WRITTEN REQUEST:
Format each line of the material below as one string in a JSON list, and leave out any blank lines.
▼▼▼
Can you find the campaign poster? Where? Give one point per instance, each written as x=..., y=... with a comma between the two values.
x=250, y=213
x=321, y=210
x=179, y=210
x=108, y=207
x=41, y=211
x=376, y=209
▲▲▲
RESULT BELOW:
[
  "Can you find the campaign poster? Where? Give one point per instance, each written as x=..., y=... with a comma between the two values.",
  "x=250, y=213",
  "x=321, y=210",
  "x=179, y=210",
  "x=108, y=207",
  "x=41, y=211",
  "x=376, y=209"
]